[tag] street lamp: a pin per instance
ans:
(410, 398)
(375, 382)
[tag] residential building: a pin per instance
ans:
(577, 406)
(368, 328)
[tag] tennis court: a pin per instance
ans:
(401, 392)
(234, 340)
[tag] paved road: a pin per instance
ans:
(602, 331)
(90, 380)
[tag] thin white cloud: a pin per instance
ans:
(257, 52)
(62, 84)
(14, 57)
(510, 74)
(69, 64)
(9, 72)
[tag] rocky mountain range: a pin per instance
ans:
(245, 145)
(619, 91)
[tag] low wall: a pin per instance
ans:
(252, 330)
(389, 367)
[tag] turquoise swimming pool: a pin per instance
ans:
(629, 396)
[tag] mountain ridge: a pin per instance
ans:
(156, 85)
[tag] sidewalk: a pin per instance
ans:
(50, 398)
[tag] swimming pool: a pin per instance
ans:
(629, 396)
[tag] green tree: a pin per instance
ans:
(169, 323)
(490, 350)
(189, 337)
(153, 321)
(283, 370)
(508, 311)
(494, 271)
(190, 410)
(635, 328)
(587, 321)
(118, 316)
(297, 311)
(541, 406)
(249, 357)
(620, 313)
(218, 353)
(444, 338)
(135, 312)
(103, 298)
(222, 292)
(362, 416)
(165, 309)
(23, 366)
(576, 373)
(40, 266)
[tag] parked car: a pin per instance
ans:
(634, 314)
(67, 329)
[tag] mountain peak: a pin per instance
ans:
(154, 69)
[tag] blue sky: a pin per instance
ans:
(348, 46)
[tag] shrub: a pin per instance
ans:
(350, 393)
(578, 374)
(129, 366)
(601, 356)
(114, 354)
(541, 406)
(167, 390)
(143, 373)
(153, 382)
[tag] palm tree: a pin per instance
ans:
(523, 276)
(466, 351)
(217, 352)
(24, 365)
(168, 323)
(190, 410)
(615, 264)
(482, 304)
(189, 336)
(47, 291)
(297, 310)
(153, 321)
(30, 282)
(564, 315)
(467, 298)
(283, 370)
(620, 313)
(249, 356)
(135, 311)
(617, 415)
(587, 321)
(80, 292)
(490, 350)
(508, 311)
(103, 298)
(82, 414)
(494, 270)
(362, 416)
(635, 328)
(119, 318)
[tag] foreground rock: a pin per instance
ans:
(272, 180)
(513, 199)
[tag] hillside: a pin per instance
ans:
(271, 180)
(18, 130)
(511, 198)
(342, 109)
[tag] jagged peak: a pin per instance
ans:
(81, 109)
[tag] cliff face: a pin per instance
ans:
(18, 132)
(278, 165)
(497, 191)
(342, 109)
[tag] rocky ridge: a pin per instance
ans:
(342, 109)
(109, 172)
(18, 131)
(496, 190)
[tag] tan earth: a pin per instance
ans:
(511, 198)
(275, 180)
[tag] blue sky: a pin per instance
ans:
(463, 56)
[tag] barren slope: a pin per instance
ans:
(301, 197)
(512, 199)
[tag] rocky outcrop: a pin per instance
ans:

Description of the task:
Convert every line of the records above into a numbered list, leaving out any blank lines.

Output of the task:
1. [tag] street lamp: a pin per instance
2. ans:
3. (410, 398)
4. (375, 382)
5. [tag] residential building: a pin per instance
6. ans:
7. (577, 406)
8. (368, 328)
9. [tag] tennis court: a pin per instance
10. ans:
11. (401, 392)
12. (234, 340)
13. [tag] paved road: a pin per instance
14. ans:
15. (602, 331)
16. (90, 380)
17. [tag] thin white cloud: a pin per instance
18. ans:
19. (257, 52)
20. (62, 84)
21. (14, 57)
22. (510, 74)
23. (69, 64)
24. (9, 72)
25. [tag] rocky mountain range: a pin per instance
26. ans:
27. (245, 145)
28. (619, 91)
29. [tag] low wall: a pin per instance
30. ans:
31. (252, 330)
32. (389, 367)
33. [tag] turquoise swimming pool: a pin per instance
34. ans:
35. (629, 396)
36. [tag] mountain ridge: a pin per instance
37. ans:
38. (156, 85)
39. [tag] sidewalk: a pin per instance
40. ans:
41. (50, 398)
42. [tag] swimming pool: a pin per instance
43. ans:
44. (629, 396)
45. [tag] green tree: a pin per instance
46. ans:
47. (169, 323)
48. (490, 350)
49. (189, 337)
50. (153, 321)
51. (283, 370)
52. (508, 311)
53. (494, 271)
54. (190, 410)
55. (635, 328)
56. (587, 321)
57. (118, 316)
58. (297, 311)
59. (541, 406)
60. (249, 357)
61. (620, 313)
62. (218, 353)
63. (444, 338)
64. (135, 312)
65. (103, 298)
66. (222, 292)
67. (362, 416)
68. (165, 309)
69. (23, 366)
70. (576, 373)
71. (40, 266)
72. [tag] parked car: a pin per instance
73. ans:
74. (634, 314)
75. (67, 329)
76. [tag] mountain peak: a pin per instance
77. ans:
78. (154, 69)
79. [tag] blue sky: a pin per instance
80. ans:
81. (348, 46)
82. [tag] shrub: a pin per instance
83. ans:
84. (350, 393)
85. (578, 374)
86. (129, 366)
87. (601, 356)
88. (114, 354)
89. (541, 406)
90. (167, 390)
91. (143, 373)
92. (153, 382)
93. [tag] palm tree: a pin per instance
94. ans:
95. (523, 276)
96. (466, 351)
97. (217, 352)
98. (24, 365)
99. (168, 323)
100. (190, 410)
101. (615, 264)
102. (482, 304)
103. (189, 336)
104. (47, 291)
105. (297, 310)
106. (153, 321)
107. (30, 282)
108. (564, 315)
109. (467, 298)
110. (283, 370)
111. (620, 313)
112. (249, 356)
113. (135, 311)
114. (617, 415)
115. (587, 321)
116. (80, 292)
117. (490, 350)
118. (508, 311)
119. (103, 298)
120. (82, 414)
121. (494, 270)
122. (362, 416)
123. (635, 328)
124. (119, 318)
125. [tag] foreground rock: a pin per instance
126. ans:
127. (272, 180)
128. (513, 199)
129. [tag] hillside: a pin per instance
130. ans:
131. (271, 180)
132. (18, 130)
133. (511, 198)
134. (342, 109)
135. [tag] jagged peak: a pin per instance
136. ans:
137. (81, 109)
138. [tag] cliff face: a pin per instance
139. ans:
140. (18, 132)
141. (278, 165)
142. (497, 191)
143. (342, 109)
144. [tag] rocky ridge: a pin per instance
145. ans:
146. (342, 109)
147. (109, 172)
148. (18, 131)
149. (496, 190)
150. [tag] tan earth: a pin per instance
151. ans:
152. (511, 198)
153. (275, 180)
154. [tag] blue sky: a pin per instance
155. ans:
156. (463, 56)
157. [tag] barren slope: a pin per instance
158. ans:
159. (301, 197)
160. (512, 199)
161. [tag] rocky outcrop: a pin per instance
162. ans:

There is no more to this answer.